> Problem description:
An exact transcription of the lines from the one holding "of the cabinet" to the end of the entries below, and nothing more, is the required answer. Please omit the pictures.

Natural language region descriptions:
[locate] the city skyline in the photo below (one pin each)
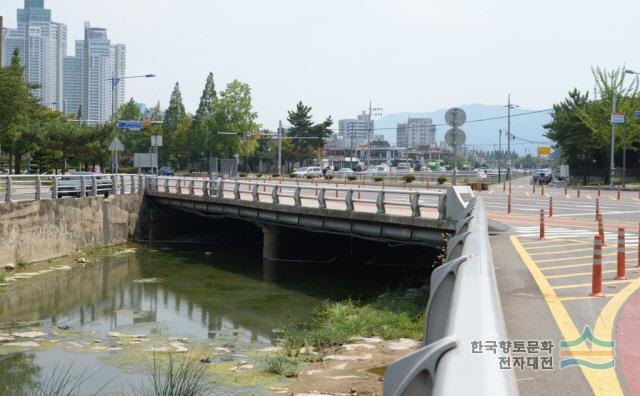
(441, 53)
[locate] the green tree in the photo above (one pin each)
(173, 116)
(312, 135)
(233, 112)
(207, 101)
(129, 111)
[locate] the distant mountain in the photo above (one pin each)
(482, 134)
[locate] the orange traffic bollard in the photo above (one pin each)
(621, 259)
(601, 229)
(596, 277)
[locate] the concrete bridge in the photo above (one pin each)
(464, 303)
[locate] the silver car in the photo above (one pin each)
(70, 185)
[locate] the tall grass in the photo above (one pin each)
(184, 378)
(278, 364)
(391, 316)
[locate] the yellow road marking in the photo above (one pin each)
(570, 251)
(602, 382)
(575, 258)
(577, 274)
(582, 298)
(613, 282)
(552, 246)
(555, 240)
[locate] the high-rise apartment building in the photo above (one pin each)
(415, 133)
(355, 131)
(42, 45)
(88, 78)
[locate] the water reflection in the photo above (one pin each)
(225, 296)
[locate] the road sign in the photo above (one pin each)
(132, 125)
(544, 150)
(617, 118)
(455, 117)
(455, 137)
(145, 160)
(116, 145)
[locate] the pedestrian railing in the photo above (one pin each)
(464, 307)
(37, 187)
(308, 195)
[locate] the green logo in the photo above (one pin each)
(599, 356)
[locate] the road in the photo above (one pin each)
(545, 285)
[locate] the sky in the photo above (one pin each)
(337, 55)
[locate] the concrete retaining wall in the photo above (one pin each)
(40, 230)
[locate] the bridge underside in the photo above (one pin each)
(387, 228)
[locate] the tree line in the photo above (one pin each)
(581, 123)
(225, 125)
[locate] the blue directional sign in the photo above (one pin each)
(130, 125)
(617, 118)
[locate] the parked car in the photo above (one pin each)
(542, 176)
(344, 172)
(313, 171)
(166, 171)
(70, 184)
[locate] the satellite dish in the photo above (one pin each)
(455, 137)
(455, 117)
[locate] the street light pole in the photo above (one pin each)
(613, 143)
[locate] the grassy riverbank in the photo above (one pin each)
(394, 314)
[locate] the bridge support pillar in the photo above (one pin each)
(271, 243)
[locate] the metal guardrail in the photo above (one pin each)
(415, 200)
(37, 187)
(464, 306)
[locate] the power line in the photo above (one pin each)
(468, 122)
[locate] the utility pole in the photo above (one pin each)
(500, 155)
(624, 154)
(613, 143)
(280, 147)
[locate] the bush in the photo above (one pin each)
(278, 364)
(409, 178)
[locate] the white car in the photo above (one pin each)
(313, 171)
(344, 171)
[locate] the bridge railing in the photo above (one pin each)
(37, 187)
(308, 195)
(464, 307)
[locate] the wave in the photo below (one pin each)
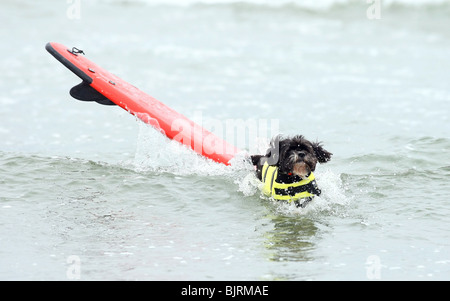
(309, 5)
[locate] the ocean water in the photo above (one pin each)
(88, 192)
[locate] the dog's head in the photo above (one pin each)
(296, 155)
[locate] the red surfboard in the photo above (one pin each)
(105, 88)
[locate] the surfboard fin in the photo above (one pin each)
(85, 92)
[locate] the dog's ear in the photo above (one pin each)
(273, 153)
(322, 155)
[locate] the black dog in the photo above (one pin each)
(287, 169)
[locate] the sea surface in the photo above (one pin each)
(89, 192)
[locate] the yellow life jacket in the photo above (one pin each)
(291, 188)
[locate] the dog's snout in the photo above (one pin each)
(301, 154)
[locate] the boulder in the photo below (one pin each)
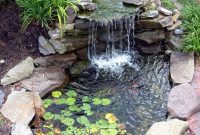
(183, 101)
(194, 123)
(20, 106)
(64, 61)
(182, 67)
(151, 36)
(21, 129)
(45, 47)
(171, 127)
(164, 11)
(133, 2)
(149, 14)
(44, 80)
(19, 72)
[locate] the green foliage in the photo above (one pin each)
(168, 4)
(191, 25)
(44, 12)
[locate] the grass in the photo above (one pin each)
(191, 25)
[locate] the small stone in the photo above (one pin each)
(44, 80)
(55, 34)
(21, 129)
(182, 67)
(175, 25)
(171, 127)
(183, 101)
(2, 61)
(178, 31)
(58, 46)
(149, 14)
(45, 47)
(19, 72)
(20, 106)
(164, 11)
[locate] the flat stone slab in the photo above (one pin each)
(20, 106)
(182, 67)
(171, 127)
(194, 123)
(183, 101)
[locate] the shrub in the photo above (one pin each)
(44, 12)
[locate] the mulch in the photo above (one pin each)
(15, 45)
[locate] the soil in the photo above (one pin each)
(15, 45)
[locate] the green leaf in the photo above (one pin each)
(70, 101)
(48, 116)
(96, 101)
(67, 121)
(56, 94)
(71, 93)
(106, 101)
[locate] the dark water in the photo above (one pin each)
(139, 94)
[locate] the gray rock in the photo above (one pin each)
(64, 61)
(149, 14)
(44, 80)
(164, 11)
(167, 21)
(21, 129)
(182, 67)
(133, 2)
(151, 36)
(178, 31)
(58, 46)
(171, 127)
(78, 67)
(55, 34)
(45, 47)
(19, 106)
(2, 96)
(19, 72)
(183, 101)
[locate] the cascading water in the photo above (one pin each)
(117, 47)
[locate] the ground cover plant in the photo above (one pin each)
(78, 117)
(44, 12)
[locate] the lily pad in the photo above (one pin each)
(56, 94)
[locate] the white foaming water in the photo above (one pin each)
(114, 64)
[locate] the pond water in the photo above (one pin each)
(138, 94)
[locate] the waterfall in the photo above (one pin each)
(110, 43)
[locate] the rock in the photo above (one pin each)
(133, 2)
(64, 61)
(55, 34)
(151, 36)
(175, 25)
(44, 80)
(21, 129)
(194, 122)
(182, 67)
(19, 72)
(82, 53)
(178, 31)
(183, 101)
(167, 21)
(66, 27)
(149, 14)
(171, 127)
(78, 67)
(20, 106)
(45, 47)
(164, 11)
(2, 96)
(58, 46)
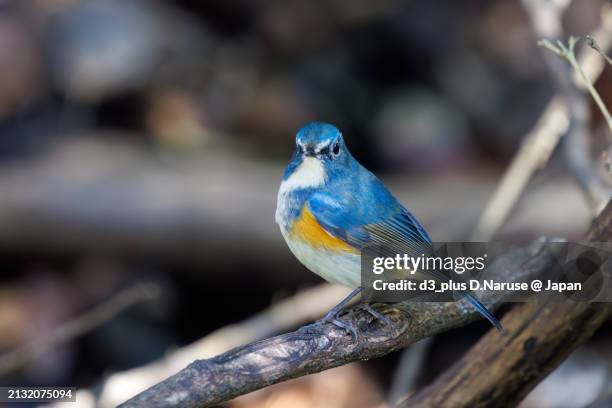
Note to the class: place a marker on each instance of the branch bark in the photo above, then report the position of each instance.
(541, 336)
(313, 349)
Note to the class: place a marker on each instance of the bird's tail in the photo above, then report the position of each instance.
(482, 309)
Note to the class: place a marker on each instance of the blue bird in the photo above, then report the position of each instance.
(330, 209)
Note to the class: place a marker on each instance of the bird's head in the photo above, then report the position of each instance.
(320, 154)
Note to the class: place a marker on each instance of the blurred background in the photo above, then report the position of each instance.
(142, 144)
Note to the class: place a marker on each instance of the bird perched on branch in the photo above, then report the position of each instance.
(330, 209)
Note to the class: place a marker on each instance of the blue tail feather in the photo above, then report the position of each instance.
(482, 309)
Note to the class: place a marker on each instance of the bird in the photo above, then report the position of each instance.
(330, 209)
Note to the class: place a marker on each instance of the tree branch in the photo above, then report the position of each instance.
(313, 349)
(501, 371)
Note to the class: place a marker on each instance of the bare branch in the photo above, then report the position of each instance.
(593, 44)
(539, 143)
(541, 336)
(316, 348)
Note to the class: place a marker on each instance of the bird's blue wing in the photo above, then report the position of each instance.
(375, 218)
(378, 220)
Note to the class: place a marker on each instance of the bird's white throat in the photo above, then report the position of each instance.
(309, 174)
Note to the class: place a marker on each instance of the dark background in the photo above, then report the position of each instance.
(144, 141)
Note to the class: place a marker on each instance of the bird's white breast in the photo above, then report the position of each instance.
(336, 267)
(309, 174)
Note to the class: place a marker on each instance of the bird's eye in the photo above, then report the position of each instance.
(336, 149)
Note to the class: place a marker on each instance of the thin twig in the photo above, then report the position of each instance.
(70, 330)
(568, 53)
(593, 44)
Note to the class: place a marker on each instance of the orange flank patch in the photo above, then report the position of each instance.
(307, 229)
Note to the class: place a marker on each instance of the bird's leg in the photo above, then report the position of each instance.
(376, 314)
(332, 315)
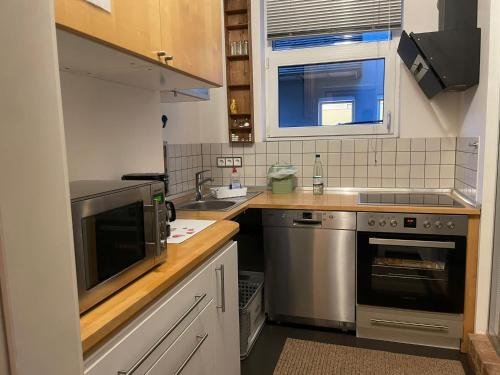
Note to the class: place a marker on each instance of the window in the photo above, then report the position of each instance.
(325, 94)
(329, 40)
(331, 72)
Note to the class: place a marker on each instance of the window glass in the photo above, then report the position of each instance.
(340, 93)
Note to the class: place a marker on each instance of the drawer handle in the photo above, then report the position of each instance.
(155, 346)
(200, 339)
(222, 288)
(411, 325)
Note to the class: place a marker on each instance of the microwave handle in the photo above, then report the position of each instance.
(160, 241)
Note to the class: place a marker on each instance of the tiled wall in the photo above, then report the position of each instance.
(183, 162)
(402, 163)
(466, 166)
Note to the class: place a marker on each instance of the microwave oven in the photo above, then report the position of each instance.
(120, 232)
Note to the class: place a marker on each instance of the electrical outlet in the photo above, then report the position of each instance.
(221, 162)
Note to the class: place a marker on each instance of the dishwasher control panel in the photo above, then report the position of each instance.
(312, 219)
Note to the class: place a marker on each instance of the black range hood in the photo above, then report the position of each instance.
(448, 59)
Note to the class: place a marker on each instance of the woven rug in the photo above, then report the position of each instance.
(308, 357)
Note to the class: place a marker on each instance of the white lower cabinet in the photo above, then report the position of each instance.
(193, 329)
(193, 352)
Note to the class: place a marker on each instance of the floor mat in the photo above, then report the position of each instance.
(301, 357)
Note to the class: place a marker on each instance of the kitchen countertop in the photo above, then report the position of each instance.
(104, 319)
(330, 201)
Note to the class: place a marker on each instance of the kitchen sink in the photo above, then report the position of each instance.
(210, 205)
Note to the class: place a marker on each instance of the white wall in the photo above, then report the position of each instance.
(440, 117)
(481, 107)
(4, 356)
(111, 129)
(37, 266)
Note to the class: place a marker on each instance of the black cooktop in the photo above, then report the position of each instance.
(409, 199)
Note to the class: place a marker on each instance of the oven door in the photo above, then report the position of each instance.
(418, 272)
(114, 242)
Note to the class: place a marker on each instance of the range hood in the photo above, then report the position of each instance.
(448, 59)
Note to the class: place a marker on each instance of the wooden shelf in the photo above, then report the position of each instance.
(236, 11)
(237, 27)
(239, 79)
(240, 114)
(239, 86)
(237, 57)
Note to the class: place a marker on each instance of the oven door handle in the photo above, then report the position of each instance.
(409, 325)
(411, 243)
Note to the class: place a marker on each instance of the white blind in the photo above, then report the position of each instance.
(313, 17)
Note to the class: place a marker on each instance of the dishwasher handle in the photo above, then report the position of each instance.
(306, 223)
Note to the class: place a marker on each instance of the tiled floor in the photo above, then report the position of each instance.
(266, 351)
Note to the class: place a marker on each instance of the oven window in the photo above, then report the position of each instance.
(113, 241)
(418, 272)
(409, 272)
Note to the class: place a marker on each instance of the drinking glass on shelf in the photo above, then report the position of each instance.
(244, 47)
(234, 48)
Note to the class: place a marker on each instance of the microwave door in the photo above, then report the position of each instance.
(113, 242)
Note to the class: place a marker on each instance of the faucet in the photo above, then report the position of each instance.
(199, 182)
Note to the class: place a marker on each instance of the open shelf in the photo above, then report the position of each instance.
(239, 87)
(237, 57)
(236, 11)
(239, 71)
(237, 27)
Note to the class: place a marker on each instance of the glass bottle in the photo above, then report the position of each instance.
(318, 185)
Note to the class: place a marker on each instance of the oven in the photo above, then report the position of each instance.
(120, 231)
(411, 261)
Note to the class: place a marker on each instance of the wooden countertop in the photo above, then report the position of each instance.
(305, 200)
(98, 323)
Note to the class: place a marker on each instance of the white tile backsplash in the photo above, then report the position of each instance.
(415, 163)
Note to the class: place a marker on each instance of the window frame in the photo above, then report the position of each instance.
(333, 54)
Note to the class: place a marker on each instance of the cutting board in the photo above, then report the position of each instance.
(183, 229)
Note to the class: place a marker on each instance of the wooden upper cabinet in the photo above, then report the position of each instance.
(133, 25)
(191, 32)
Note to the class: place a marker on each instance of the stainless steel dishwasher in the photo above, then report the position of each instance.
(310, 271)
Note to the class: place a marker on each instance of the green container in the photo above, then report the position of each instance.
(282, 186)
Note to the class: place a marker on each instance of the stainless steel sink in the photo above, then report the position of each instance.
(211, 205)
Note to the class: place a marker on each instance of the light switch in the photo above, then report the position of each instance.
(221, 162)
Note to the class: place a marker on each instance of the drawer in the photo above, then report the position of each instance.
(409, 326)
(193, 352)
(141, 343)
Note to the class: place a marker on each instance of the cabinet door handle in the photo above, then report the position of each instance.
(200, 339)
(163, 55)
(222, 288)
(155, 346)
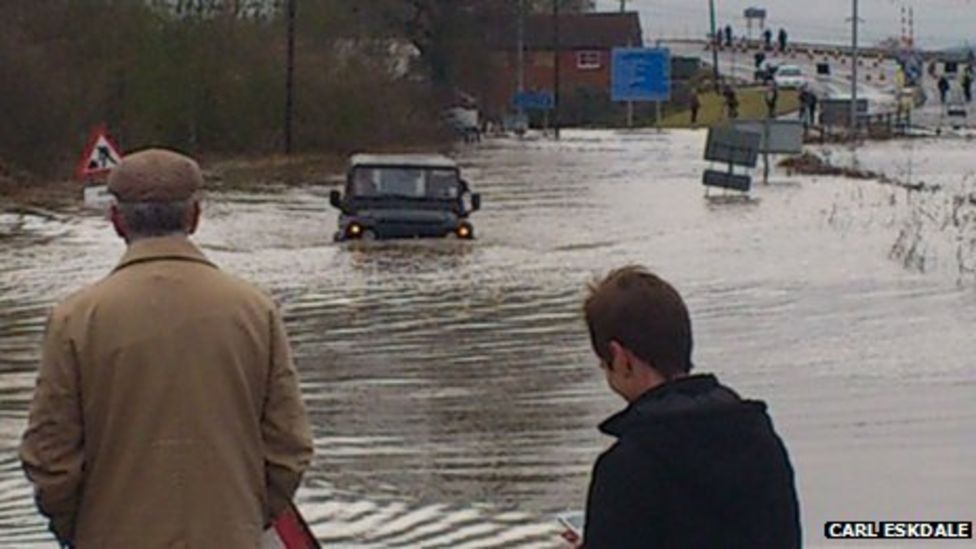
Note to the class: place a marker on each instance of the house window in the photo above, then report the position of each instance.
(589, 60)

> Answer to the exercise:
Note to the class: place a marker on each instance of the cabinet door handle in the photo above, then report the position of each instance.
(200, 339)
(163, 55)
(222, 288)
(155, 346)
Note to the class: place a marker on each instance of the house window in the photo above, then report the position of each instance.
(589, 60)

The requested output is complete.